Excerpts from a point labeling dataset:
####################

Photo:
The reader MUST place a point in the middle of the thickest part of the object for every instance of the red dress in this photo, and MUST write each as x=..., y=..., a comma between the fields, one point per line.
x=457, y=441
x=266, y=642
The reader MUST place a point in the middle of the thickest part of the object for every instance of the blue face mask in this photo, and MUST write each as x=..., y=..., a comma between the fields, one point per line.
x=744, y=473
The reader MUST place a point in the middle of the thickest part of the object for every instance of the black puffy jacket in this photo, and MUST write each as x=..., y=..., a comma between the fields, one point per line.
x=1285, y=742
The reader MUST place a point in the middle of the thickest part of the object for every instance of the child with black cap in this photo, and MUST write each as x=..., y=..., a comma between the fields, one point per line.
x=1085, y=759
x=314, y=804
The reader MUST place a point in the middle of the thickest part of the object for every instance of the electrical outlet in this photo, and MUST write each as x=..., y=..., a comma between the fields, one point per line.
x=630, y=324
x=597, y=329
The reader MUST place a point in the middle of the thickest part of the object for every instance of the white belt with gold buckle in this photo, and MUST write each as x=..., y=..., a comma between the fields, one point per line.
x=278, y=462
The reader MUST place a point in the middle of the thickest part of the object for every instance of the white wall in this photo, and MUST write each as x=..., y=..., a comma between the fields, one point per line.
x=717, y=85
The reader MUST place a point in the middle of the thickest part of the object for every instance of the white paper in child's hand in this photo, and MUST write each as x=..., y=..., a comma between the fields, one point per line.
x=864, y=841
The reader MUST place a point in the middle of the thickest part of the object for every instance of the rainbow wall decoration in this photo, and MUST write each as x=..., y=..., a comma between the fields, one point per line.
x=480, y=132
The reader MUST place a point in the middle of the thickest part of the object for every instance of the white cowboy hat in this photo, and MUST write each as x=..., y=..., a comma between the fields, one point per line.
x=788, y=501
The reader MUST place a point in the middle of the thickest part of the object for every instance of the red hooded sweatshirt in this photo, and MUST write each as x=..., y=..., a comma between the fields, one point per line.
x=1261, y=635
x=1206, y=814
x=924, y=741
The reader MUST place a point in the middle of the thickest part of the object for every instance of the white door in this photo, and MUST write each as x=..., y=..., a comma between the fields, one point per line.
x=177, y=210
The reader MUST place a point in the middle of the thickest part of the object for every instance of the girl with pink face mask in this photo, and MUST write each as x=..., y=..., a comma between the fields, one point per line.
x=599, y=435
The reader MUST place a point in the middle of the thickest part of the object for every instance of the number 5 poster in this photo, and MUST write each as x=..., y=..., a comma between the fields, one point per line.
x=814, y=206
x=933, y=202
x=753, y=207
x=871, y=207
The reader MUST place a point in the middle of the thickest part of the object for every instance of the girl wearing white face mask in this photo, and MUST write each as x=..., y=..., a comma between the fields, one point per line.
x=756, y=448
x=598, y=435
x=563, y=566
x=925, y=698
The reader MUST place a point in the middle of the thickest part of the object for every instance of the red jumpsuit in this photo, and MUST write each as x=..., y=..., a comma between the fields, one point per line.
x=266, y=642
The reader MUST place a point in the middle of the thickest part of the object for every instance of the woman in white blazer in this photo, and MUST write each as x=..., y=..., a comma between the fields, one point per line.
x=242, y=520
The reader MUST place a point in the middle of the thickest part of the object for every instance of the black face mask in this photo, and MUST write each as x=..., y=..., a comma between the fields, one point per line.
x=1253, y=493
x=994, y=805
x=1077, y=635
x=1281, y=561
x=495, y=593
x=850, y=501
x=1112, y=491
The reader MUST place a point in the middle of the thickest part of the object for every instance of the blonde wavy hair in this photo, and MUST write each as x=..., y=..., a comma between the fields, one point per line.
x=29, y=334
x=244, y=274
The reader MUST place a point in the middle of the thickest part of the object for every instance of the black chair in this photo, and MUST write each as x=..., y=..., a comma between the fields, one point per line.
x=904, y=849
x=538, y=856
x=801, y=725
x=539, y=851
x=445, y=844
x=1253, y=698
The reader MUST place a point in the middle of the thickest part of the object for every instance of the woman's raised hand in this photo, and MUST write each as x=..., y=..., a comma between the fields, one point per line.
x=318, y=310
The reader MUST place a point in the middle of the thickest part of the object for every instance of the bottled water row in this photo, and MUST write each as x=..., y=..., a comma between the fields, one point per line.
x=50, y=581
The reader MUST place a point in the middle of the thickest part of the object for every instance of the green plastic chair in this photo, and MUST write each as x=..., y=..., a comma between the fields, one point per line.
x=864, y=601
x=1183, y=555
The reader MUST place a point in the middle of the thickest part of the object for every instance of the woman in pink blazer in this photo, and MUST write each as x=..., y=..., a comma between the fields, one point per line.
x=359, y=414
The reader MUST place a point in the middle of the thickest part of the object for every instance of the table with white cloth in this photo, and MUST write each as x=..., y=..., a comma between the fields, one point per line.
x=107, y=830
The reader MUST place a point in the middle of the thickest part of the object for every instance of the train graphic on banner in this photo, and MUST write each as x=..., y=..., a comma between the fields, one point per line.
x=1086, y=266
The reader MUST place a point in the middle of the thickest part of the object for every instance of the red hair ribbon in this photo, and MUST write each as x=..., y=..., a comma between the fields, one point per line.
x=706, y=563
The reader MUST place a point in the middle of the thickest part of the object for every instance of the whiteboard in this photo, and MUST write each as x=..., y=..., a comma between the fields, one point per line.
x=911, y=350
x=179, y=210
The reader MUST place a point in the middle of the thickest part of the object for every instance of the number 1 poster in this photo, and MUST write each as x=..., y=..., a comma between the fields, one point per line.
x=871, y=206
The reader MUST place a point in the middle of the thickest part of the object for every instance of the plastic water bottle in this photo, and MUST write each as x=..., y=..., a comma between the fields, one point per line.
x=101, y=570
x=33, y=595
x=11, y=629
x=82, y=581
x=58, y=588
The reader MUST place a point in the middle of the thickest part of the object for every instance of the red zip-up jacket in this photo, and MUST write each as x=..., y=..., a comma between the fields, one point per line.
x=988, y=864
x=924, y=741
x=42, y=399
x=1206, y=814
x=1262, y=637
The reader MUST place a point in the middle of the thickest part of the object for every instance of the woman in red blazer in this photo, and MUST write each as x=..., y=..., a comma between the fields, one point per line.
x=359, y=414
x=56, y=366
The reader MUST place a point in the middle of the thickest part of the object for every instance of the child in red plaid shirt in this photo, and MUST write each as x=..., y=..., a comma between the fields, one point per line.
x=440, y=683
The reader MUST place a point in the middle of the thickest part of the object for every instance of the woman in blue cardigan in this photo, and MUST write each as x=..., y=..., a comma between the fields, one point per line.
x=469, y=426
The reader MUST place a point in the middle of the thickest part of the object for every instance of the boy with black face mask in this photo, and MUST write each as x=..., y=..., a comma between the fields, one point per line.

####################

● What is required: Convert all the items above into a JSON list of strings, one string per line, skipping any blank lines.

● Exercise response:
[
  "Photo:",
  "The reader MUST place a point in the middle of the thickest part of the object for every instance of the red dress in this photo, and MUST write each as x=..., y=..., a comma between the fields, one point per line.",
  "x=457, y=441",
  "x=266, y=642",
  "The reader MUST place a point in the middle of the thickest part of the object for every instance of the blue face mask in this photo, and MUST write each as x=..., y=..., a comma between the fields, one point per line.",
  "x=744, y=473",
  "The reader MUST place a point in the middle of the thickest part of the object for every instance of the black puffy jacket in this photo, and MUST write each as x=..., y=..., a comma between the fields, one point per line.",
  "x=1285, y=742",
  "The reader MUST place a point in the middle of the thickest part of the object for every instance of the child with black cap in this photo, and MUST write each as x=..., y=..., a comma between the fields, one point per line.",
  "x=1085, y=759",
  "x=314, y=804",
  "The reader MUST place a point in the middle of the thickest part of the object for every instance of the electrical outlet in this photo, and MUST write each as x=..., y=..., a comma between the fields, one point per line.",
  "x=630, y=324",
  "x=597, y=329",
  "The reader MUST place a point in the middle of the thickest part of the object for every instance of the white belt with gold buckle in this photo, and MUST write each as x=..., y=..., a comma between the fields, one point per line.",
  "x=278, y=462",
  "The reader MUST place a point in the middle of the thickest part of the object for every instance of the white wall in this photo, and MUST write each as x=..., y=..., a comma between the fields, one point per line.",
  "x=717, y=85",
  "The reader MUST place a point in the middle of the thickest part of the object for every instance of the white paper in child's hand in this photo, and MUST write each as x=..., y=..., a comma between the fields, one point per line.",
  "x=864, y=841",
  "The reader MUST place a point in the middle of the thickest part of the object for every instance of the rainbow wall decoration in this photo, and MUST write each as x=..., y=..., a comma between the fields, one point per line.",
  "x=480, y=132",
  "The reader MUST place a point in the middle of the thickest part of the object for every instance of the white cowboy hat in this photo, and MUST write each as x=..., y=..., a comma between the fields, one point per line.",
  "x=788, y=501",
  "The reader MUST place a point in the middle of the thickest part of the object for every instance of the red hooded sweatshirt in this photo, and MUST write each as x=..., y=..., a comma between the fields, one point per line.",
  "x=1261, y=635",
  "x=1206, y=814",
  "x=924, y=741",
  "The reader MUST place a point in the middle of the thickest part of the object for every instance of the white door in this photo, and MUST write each as x=..., y=..., a comma between the fields, one point per line.",
  "x=177, y=210",
  "The reader MUST place a point in the middle of the thickest part of the object for every instance of the girl with pink face mask in this photo, and MUST write each as x=..., y=..., a comma between the fields, one point per line.",
  "x=599, y=435",
  "The reader MUST place a point in the middle of the thickest part of the object for every instance of the number 5 poster in this photo, and MUST write each as x=..., y=..., a comma between the fields, one point per line.",
  "x=814, y=206",
  "x=933, y=202",
  "x=753, y=207",
  "x=871, y=207",
  "The reader MUST place a point in the middle of the thickest part of the object for every instance of the girl wearing white face mask in this photo, and MUST write each as x=..., y=..., a comma between the fields, one point per line.",
  "x=756, y=448",
  "x=598, y=435",
  "x=563, y=566",
  "x=925, y=698",
  "The reader MUST place a point in the middle of the thickest part of the object for every instance of the red jumpsuit in this photo, and MUST write each as x=..., y=..., a comma between the fields, one point per line.",
  "x=266, y=642",
  "The reader MUST place a point in the middle of the thickest part of the object for every instance of the woman in white blazer in this photo, and MUST write each as x=..., y=..., a comma between the fields, one point per line.",
  "x=242, y=520",
  "The reader MUST place a point in the middle of the thickest part of the object for every instance of the black face mask in this photo, and MUST write each as x=..., y=..., a comma between the fields, one point per line.",
  "x=1253, y=493",
  "x=994, y=805",
  "x=1077, y=635",
  "x=1281, y=561",
  "x=495, y=593",
  "x=850, y=501",
  "x=1112, y=491",
  "The reader MUST place a point in the middle of the thickest part of the object for every instance of the blonde wavy hair in this photo, and MUST write each as x=..., y=..., a comma between the fields, one point per line.",
  "x=29, y=334",
  "x=244, y=274",
  "The reader MUST place a point in the middle of the thickest part of the object for every instance of the black chair in this photo, and MUST write each as x=..., y=..., a comma between the fields, one point per line.",
  "x=904, y=849",
  "x=538, y=856",
  "x=801, y=725",
  "x=539, y=851",
  "x=445, y=844",
  "x=1253, y=698",
  "The reader MUST place a point in the middle of the thickest part of the object for every instance of the woman's raised hand in this photo, and MUST write each as x=..., y=..., a comma between the fields, one point per line.",
  "x=318, y=310",
  "The reader MUST place a point in the middle of the thickest part of the object for every instance of the bottled water row in this photo, and MUST write each as x=..., y=..., a comma between the fields, one point per line.",
  "x=50, y=581",
  "The reader MUST place a point in the middle of the thickest part of the object for every instance of the green plastic chair in this photo, and MUST write each as x=..., y=..., a comma between the fields, one point per line.",
  "x=864, y=601",
  "x=1183, y=555",
  "The reader MUST place a point in the middle of the thickest part of the object for every instance of the woman in pink blazer in this photo, and MUST write each as x=..., y=..., a comma between the fields, one point per line.",
  "x=359, y=414",
  "The reader MUST place a point in the middle of the thickest part of the object for every instance of the table with white cloth in this photo, and MUST write each as x=..., y=..., a comma between the fields, one point per line.",
  "x=107, y=830",
  "The reader MUST place a point in the middle of the thickest part of the object for every instance of the train graphic on banner in this photo, and MUST write each as x=..., y=..., a comma between the fields, one point per line.",
  "x=1086, y=266",
  "The reader MUST place a point in the middle of the thickest part of the object for every instance of the red hair ribbon in this photo, and MUST write each as x=..., y=..., a comma between the fields, one point per line.",
  "x=706, y=563",
  "The reader MUST place a point in the middle of the thickest part of the object for every instance of the whiteboard in this photo, and MUST write each as x=..., y=..., a comma between the fields, one point per line.",
  "x=911, y=350",
  "x=179, y=210",
  "The reader MUST place a point in the middle of the thickest part of the object for every instance of the number 1 poster in this photo, and MUST write each as x=..., y=..., a comma between the fields, one point per line.",
  "x=871, y=206",
  "The reader MUST place a point in the middle of the thickest part of the object for every instance of the plastic water bottle in this photo, and MUST write each as x=..., y=..., a comma between the fields, one point per line.",
  "x=101, y=570",
  "x=33, y=595",
  "x=11, y=629",
  "x=82, y=581",
  "x=58, y=588",
  "The reader MUST place a point in the middle of the thickest part of the object for every instance of the red zip-up jacket in this photo, and MUST write each as x=..., y=..., a comma between the fields, one point per line.",
  "x=988, y=864",
  "x=924, y=741",
  "x=42, y=399",
  "x=1206, y=814",
  "x=1262, y=637",
  "The reader MUST place a point in the middle of the thickest part of the object for every instance of the woman in red blazer in this photo, and MUST write each as x=..., y=..., a comma between the fields, one point per line.",
  "x=359, y=414",
  "x=56, y=366",
  "The reader MUST place a point in the middle of the thickest part of the object for every instance of the child in red plaid shirt in this photo, and MUST write each as x=..., y=..., a comma between the fields, one point per line.",
  "x=440, y=683",
  "The reader MUST place a point in the middle of the thickest part of the object for every instance of the woman in blue cardigan in this photo, and MUST write each as x=..., y=..., a comma between the fields, one point per line.",
  "x=469, y=426",
  "The reader MUST place a point in the middle of the thickest part of the object for every instance of the boy with black face mask in this photo, and MUST write each as x=..., y=..., a comma between the fields, one point per line."
]